§ TO BE DONE
a - Check each statement against the Maytree article and answer yes or no, quoting the exact words of the article that settle it. (i) The group released its first album, "Maybe," in 2005. (ii) The group's first sound-effect cover video, released in February 2021, covered Windows sound effects. (iii) Kwon Young-hoon replaced Chon Song-hyun in 2017.
b - Rewrite the Maytree article from "2020: Back to" to "Hüneke, Junko Kamei)", changing "EPs" to "Extended plays".

Maytree (메이트리) is a South Korean five-member a cappella group.

History

Formation of the group (2000-2006)
The group was started in 2000 by the members of the university accapella club called "Gigahitz" where they created a 6 member group called "Mi wansung (美완성, a pun on the korean word that means incomplete and describes that they are beautifully complete.)." Three members of this original lineup left the group for personal reasons, and three new members Kim Jung-hoon (then baritone) Park Ji-eun (then soprano) and Choi Kyung-young (then tenor) joined the group to form their first lineup as 6-member group Maytree led by Jang Sang-in and Choi Hong-seok and released their first album "Maybe" in 2005. Even during these early days they appeared in commercials in South Korea.

Frequent member changes (2006-2017)
At some point, soprano  Park Ji-eun left the group and was replaced with Han Yeon-joo, earliest attestations from  2007 through their ad finding a new high tenor to replace former member Kim Jung-hoon (the lineup originally had a high tenor and second tenor) and Kang Su-kyong seems to have been alto.New member Choi Soo-bin replaced Han Yeon-joo and Chon Song-hyun replaced Choi Kyung-young in 2008. Jung Da-young and Kim Won-jong replaced two members Choi Hong-seok and Choi Soo-bin some time around 2014 to 2015. Lim Soo-yeon became a member some time around 2016. Kwon Young-hoon replaced Chon Song-hyun in 2017.

Members
The current members of the group are:
 Jang Sang-in, vocal percussion
 Kang Soo-kyung, alto
 Kwon Young-hoon, tenor
 Kim Won-jong, bass
 Lim Soo-yeon, soprano, tablet holder

Discography

Studio albums
 2006: Maytree
 2015: MayTree in Love (메이트리 인 러브)
 2020: Back to me (그대 내게 다시)

EPs
 2011: The MayTree
 2013: 5028

Singles
 2021: When Snowflakes Fell on Your Head (임수연)
 2021: What If (Andrea Figallo, Eddi Hüneke, Junko Kamei)

Sound effects and other covers
Beginning in 2021, the group began releasing a series of YouTube videos in which it covers sound effects used in computer and mobile phone systems.  The first video, released in January 2021, covered Windows sound effects. Others followed, including sound effects for iPhones and Samsung Galaxy phones, as well as the Angry Birds and other video games. The group then released covers of the introductory music for various major film distributors as well as others such as the music for the UEFA Champions League.  These covers have generated a significant amount of attention for MayTree.  For example, the iPhone covers, released on February 5, 2021, have generated (as of December 23, 2022) nearly 80 million views on YouTube. On October 1, 2021 at the height of the explosion of popularity of the South Korean show, Squid Game, which became Netflix's most popular ever series, Maytree released covers of some of the main themes from the show.  As of December 23, 2022, the video has amassed over 260 million views on YouTube.

§ RAW DATA
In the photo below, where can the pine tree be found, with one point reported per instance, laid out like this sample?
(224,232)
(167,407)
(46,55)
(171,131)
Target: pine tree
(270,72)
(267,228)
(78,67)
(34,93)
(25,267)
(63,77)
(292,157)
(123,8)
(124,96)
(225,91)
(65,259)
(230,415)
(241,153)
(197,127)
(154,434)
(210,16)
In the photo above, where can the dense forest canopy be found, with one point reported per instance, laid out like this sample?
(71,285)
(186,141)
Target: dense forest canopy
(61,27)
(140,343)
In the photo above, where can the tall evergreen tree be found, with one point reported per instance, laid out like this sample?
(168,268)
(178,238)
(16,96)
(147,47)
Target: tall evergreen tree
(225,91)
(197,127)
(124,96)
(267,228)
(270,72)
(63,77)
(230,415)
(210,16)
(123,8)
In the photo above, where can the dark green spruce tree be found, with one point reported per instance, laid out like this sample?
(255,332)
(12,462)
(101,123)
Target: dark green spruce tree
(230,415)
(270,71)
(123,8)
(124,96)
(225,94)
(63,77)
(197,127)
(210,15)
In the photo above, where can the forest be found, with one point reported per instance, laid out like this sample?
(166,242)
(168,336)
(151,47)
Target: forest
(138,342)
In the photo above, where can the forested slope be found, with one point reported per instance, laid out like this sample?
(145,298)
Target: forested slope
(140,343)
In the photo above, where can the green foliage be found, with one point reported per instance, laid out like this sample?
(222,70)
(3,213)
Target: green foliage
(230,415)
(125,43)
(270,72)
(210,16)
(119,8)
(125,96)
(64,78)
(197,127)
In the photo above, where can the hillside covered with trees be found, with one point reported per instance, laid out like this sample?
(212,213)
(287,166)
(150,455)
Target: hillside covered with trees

§ ANSWERS GIVEN
a -
(i) Yes: "released their first album "Maybe" in 2005."
(ii) No: "The first video, released in January 2021, covered Windows sound effects."
(iii) Yes: "Kwon Young-hoon replaced Chon Song-hyun in 2017."

b -
2020: Back to me (그대 내게 다시)

Extended plays
 2011: The MayTree
 2013: 5028

Singles
 2021: When Snowflakes Fell on Your Head (임수연)
 2021: What If (Andrea Figallo, Eddi Hüneke, Junko Kamei)